PROBLEM REQUIREMENTS
In the text on vector index quantization, at what dataset size do Search Vector Indexes start using 8-bit SQ quantization automatically?

TEXT PROVIDED
Use SQ if you do not want the processing overhead of training a PQ index. You can also use it if you have a smaller dataset (hundreds of thousands to millions of vectors).
All three types of vector indexes support SQ quantization.
Choosing a Quantization Method
You do not choose a quantization method for Search Vector Indexes. Instead, they automatically choose whether to use quantization:
-
Search Vector Indexes do not use quantization for datasets smaller than 10000 vectors.
-
Search Vector Indexes automatically use 8-bit SQ quantization for datasets with 10000 vectors or larger.
When creating a Hyperscale Vector or Composite Index, you choose which quantization method to use when creating the index. When deciding, consider the following:
-
Use SQ when you want higher accuracy than PQ, at the cost of lower compression and therefore more memory use.
-
Use PQ when you’re willing to trade some accuracy for higher compression and less memory use. PQ is a good choice for larger datasets (millions to billions of vectors) where you want to reduce memory use and improve search performance.
You should also consider the potential need to retrain the index if your dataset changes over time. See the following section for more information about index training.
No matter which quantization you choose, you should perform tests to verify it meets your needs. See Hyperscale and Composite Vector Index Best Practices for more information about choosing quantization for your Hyperscale Vector and Composite Vector indexes.

GIVEN ENTRIES
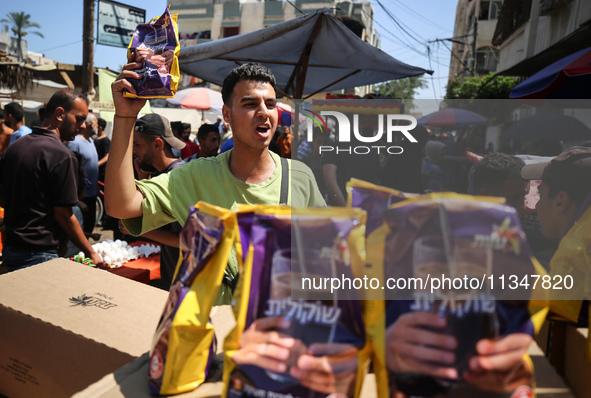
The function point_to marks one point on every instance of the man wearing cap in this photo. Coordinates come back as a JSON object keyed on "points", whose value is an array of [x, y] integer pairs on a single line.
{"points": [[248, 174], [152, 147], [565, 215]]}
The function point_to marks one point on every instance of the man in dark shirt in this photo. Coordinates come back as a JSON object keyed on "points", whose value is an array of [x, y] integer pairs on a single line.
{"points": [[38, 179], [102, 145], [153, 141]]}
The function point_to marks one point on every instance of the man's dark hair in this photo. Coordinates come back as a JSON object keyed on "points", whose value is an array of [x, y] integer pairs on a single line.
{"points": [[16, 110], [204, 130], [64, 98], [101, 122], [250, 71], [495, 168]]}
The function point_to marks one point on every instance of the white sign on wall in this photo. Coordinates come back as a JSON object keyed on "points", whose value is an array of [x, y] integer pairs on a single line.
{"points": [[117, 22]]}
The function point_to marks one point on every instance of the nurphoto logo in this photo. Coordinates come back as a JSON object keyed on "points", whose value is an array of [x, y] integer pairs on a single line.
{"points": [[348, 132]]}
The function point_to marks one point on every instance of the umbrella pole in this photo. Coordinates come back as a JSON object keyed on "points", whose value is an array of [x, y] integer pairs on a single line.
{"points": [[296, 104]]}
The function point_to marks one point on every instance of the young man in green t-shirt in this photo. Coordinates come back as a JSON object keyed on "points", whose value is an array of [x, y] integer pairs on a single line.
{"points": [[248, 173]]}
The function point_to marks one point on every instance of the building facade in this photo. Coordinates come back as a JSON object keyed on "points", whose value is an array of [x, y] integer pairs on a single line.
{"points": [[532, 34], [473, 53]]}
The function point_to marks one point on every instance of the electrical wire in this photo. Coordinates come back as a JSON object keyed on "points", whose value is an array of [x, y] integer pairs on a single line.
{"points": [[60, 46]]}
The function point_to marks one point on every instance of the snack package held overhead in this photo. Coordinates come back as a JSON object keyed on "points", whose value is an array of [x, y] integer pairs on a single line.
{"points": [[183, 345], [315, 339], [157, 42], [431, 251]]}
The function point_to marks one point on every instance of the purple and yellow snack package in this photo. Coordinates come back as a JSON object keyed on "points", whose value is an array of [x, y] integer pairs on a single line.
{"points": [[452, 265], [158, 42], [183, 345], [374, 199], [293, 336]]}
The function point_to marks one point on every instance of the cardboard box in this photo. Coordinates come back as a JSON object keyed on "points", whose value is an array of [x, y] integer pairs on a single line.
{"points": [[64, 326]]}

...

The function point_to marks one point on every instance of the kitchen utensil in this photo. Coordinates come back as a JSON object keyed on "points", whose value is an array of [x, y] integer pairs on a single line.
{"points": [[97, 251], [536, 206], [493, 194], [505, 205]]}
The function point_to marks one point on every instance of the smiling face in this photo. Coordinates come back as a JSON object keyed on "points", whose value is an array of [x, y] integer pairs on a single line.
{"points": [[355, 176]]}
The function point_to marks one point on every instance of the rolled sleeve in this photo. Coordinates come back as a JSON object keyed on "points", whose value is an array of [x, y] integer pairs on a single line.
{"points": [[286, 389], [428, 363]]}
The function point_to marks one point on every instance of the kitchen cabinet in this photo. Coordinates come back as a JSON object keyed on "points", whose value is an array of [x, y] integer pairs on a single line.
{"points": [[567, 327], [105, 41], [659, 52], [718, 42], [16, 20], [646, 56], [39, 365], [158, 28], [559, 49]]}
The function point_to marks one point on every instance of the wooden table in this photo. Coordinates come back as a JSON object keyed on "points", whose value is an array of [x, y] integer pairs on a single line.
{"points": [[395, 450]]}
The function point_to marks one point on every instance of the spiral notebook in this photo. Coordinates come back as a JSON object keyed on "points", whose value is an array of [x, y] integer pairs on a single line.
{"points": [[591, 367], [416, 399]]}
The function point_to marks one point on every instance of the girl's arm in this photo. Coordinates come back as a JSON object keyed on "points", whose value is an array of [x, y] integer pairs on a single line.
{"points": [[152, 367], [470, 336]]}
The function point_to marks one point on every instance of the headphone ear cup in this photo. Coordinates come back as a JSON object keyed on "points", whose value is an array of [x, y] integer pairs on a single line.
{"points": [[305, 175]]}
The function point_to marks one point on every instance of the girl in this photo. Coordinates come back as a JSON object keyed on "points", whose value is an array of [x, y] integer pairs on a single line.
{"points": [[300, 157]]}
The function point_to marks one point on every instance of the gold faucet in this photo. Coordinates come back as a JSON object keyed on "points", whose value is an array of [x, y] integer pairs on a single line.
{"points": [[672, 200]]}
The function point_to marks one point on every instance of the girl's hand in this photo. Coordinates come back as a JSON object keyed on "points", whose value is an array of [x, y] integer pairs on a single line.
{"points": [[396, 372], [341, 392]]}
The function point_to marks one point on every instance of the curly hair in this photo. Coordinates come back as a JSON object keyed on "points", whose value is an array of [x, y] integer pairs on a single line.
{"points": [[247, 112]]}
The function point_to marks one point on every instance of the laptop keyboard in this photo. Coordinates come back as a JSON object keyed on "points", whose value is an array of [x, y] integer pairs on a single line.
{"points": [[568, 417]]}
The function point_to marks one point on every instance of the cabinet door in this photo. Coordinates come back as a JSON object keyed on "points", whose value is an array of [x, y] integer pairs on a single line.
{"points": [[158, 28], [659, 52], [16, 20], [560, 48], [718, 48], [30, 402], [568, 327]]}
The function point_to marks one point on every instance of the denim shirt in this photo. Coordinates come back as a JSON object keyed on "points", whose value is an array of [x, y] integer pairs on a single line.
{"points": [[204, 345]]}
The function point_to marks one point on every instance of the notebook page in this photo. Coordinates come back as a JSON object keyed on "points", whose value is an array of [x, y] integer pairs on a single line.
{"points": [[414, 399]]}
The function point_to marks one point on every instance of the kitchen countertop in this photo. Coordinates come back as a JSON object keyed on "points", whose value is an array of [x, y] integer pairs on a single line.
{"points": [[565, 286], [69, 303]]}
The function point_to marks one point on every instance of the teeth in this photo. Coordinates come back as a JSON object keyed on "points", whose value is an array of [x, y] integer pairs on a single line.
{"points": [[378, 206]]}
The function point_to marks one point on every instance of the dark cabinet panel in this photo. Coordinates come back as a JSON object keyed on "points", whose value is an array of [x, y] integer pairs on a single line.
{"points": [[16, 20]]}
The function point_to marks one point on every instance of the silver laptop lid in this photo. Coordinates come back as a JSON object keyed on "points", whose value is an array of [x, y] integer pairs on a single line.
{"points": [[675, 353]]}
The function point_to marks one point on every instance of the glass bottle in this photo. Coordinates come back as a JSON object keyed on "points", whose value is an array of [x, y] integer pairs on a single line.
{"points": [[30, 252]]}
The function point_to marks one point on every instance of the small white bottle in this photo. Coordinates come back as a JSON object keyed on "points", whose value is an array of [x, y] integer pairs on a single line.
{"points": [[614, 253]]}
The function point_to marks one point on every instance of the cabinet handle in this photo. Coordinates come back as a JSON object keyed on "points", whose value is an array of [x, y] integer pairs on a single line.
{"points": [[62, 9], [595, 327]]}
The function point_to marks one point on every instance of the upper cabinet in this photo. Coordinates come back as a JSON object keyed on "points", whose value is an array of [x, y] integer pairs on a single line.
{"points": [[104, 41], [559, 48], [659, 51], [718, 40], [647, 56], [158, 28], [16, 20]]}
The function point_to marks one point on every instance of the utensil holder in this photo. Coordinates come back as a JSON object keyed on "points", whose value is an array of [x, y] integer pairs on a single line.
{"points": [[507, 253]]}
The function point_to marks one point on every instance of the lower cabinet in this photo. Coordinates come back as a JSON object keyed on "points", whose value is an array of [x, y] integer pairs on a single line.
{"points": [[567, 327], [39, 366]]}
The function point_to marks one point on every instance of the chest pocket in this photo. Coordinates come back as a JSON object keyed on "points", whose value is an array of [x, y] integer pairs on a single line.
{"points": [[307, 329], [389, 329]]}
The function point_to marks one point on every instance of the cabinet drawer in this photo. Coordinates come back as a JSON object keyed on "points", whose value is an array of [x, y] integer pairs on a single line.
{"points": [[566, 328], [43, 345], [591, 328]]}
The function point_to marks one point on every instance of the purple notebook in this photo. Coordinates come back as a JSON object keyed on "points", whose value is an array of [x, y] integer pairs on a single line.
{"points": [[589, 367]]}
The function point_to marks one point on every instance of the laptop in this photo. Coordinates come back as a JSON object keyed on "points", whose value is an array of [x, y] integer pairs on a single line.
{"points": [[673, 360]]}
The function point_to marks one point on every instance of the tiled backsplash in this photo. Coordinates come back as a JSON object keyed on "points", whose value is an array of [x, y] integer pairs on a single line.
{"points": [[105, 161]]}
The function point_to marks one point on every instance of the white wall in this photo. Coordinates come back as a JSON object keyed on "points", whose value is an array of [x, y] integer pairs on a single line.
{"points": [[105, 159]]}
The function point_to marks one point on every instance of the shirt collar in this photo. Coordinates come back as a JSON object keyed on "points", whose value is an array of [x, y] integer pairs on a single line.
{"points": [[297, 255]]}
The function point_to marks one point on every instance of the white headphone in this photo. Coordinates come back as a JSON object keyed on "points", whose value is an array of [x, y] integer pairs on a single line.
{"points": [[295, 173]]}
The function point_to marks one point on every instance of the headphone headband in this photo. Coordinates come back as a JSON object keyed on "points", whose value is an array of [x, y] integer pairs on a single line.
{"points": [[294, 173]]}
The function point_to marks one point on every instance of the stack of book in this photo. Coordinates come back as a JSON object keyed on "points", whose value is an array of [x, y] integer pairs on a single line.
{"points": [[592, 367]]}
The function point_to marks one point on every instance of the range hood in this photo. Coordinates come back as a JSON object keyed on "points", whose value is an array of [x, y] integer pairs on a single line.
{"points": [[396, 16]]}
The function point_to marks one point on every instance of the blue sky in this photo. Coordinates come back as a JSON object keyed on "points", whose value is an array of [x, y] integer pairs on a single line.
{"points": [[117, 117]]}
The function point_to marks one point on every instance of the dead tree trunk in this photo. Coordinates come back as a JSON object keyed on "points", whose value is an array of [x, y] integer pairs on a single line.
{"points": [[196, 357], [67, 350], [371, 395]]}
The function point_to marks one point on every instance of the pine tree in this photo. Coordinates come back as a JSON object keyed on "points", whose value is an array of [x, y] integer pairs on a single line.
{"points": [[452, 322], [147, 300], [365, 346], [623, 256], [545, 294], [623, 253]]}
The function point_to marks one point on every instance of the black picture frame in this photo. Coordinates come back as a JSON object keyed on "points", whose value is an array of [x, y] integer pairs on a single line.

--

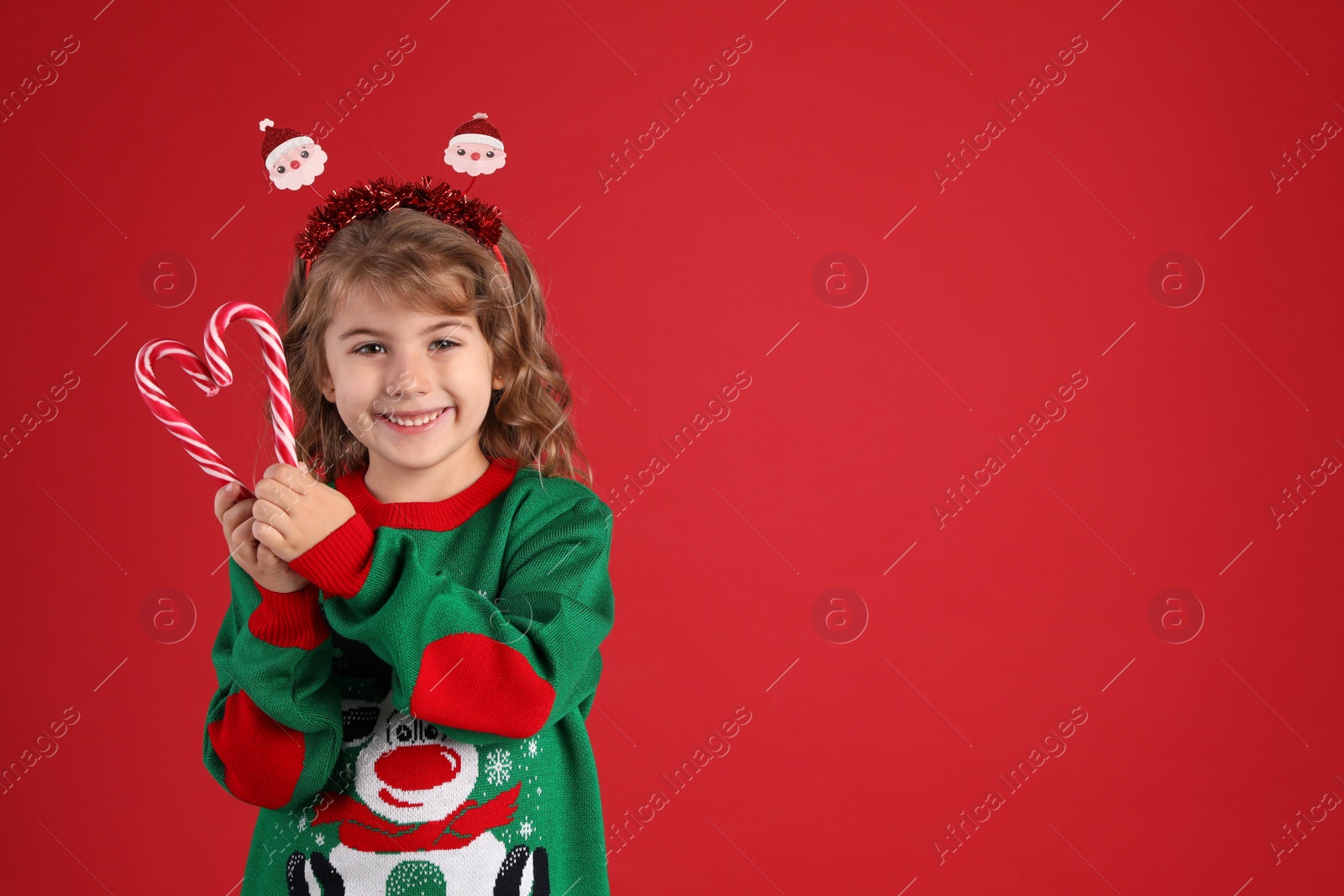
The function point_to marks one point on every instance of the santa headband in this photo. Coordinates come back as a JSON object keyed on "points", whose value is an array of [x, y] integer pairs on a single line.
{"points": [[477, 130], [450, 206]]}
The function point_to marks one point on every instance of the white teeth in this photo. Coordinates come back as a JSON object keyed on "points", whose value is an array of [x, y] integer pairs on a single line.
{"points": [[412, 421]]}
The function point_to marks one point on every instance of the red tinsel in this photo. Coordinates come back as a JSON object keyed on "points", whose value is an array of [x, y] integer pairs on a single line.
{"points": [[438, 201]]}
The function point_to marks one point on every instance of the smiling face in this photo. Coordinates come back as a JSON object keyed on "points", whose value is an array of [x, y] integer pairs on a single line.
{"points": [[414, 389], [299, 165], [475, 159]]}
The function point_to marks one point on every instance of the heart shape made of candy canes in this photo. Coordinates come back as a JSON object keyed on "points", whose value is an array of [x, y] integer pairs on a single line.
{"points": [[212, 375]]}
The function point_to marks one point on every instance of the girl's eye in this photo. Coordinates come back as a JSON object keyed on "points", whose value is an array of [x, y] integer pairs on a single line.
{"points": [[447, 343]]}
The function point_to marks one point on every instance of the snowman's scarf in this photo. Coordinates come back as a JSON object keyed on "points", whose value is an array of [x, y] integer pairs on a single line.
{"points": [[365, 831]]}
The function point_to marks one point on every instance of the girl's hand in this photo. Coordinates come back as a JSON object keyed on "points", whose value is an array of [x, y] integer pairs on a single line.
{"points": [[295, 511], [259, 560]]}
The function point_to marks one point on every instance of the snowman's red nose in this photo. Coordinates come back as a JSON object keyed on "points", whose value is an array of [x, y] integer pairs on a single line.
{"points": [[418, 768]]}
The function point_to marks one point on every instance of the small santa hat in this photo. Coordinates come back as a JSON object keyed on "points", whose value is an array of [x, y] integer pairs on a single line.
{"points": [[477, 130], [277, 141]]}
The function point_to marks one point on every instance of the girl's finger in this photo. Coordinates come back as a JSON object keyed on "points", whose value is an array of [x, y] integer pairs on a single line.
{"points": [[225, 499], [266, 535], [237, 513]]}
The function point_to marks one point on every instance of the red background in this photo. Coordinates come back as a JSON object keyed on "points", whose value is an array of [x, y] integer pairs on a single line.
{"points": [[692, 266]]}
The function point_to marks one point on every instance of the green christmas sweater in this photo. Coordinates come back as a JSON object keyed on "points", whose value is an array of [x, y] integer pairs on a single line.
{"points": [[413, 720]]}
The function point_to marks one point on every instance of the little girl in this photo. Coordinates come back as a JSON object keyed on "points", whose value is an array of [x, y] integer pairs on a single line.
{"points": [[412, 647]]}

WRITTEN ANSWER
Datasets with 10000 vectors or larger